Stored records
= = = =

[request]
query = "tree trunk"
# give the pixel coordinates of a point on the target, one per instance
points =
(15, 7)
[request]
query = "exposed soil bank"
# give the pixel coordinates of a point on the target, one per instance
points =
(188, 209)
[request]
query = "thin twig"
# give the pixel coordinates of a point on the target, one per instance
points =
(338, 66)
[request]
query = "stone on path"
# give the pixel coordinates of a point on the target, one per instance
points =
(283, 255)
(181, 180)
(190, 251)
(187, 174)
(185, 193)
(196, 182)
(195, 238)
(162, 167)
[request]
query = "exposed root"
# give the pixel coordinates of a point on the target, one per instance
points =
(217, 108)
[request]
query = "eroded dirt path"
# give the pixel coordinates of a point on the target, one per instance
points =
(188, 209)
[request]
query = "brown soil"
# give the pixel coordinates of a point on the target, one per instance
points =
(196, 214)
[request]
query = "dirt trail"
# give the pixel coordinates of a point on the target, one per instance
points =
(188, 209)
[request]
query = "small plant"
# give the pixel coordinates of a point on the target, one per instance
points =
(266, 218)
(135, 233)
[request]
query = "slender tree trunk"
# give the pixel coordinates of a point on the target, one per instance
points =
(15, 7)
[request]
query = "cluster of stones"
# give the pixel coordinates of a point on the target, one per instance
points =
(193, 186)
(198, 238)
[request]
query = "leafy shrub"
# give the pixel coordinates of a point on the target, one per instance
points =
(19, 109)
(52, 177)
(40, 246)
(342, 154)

= = = =

The task: Each entry is to be returned in full, character for character.

Answer in full:
[request]
query = "tree trunk"
# give the pixel coordinates of a point on the target, one per instance
points =
(15, 7)
[request]
query = "exposed soil bank"
# give the pixel coordinates of a point on the target, one per instance
points =
(188, 209)
[request]
query = "thin twig"
# give the pixel coordinates of a point on the target, one per instance
points =
(338, 66)
[request]
query = "stone on path"
# give the pixel coordinates of a point on the target, one per instance
points =
(283, 255)
(181, 180)
(190, 251)
(187, 174)
(185, 193)
(196, 182)
(195, 238)
(162, 167)
[request]
query = "exposed root"
# give the pixel coordinates of a point on the target, one per instance
points =
(217, 108)
[request]
query = "eroded dirt path"
# give the pixel coordinates of a point on the target, one per instance
points =
(188, 209)
[request]
query = "brown soil"
# give the pixel coordinates of a point on the target, one per instance
points =
(196, 214)
[request]
query = "dirt trail"
# give the pixel coordinates of a point on the target, one per instance
points =
(188, 209)
[request]
query = "small plant"
# give the pixel coordinates of a point on the target, one per instance
points =
(266, 218)
(135, 233)
[request]
query = "slender tree trunk"
# give the pixel coordinates of a point on the target, one per instance
points =
(15, 7)
[request]
query = "cluster of stones"
# give the pixel coordinates of a point on the target, one per instance
points =
(193, 186)
(198, 238)
[request]
query = "leafy shrub"
# give the pixel coordinates of a point on the target, one per instance
points =
(19, 109)
(52, 177)
(40, 246)
(342, 154)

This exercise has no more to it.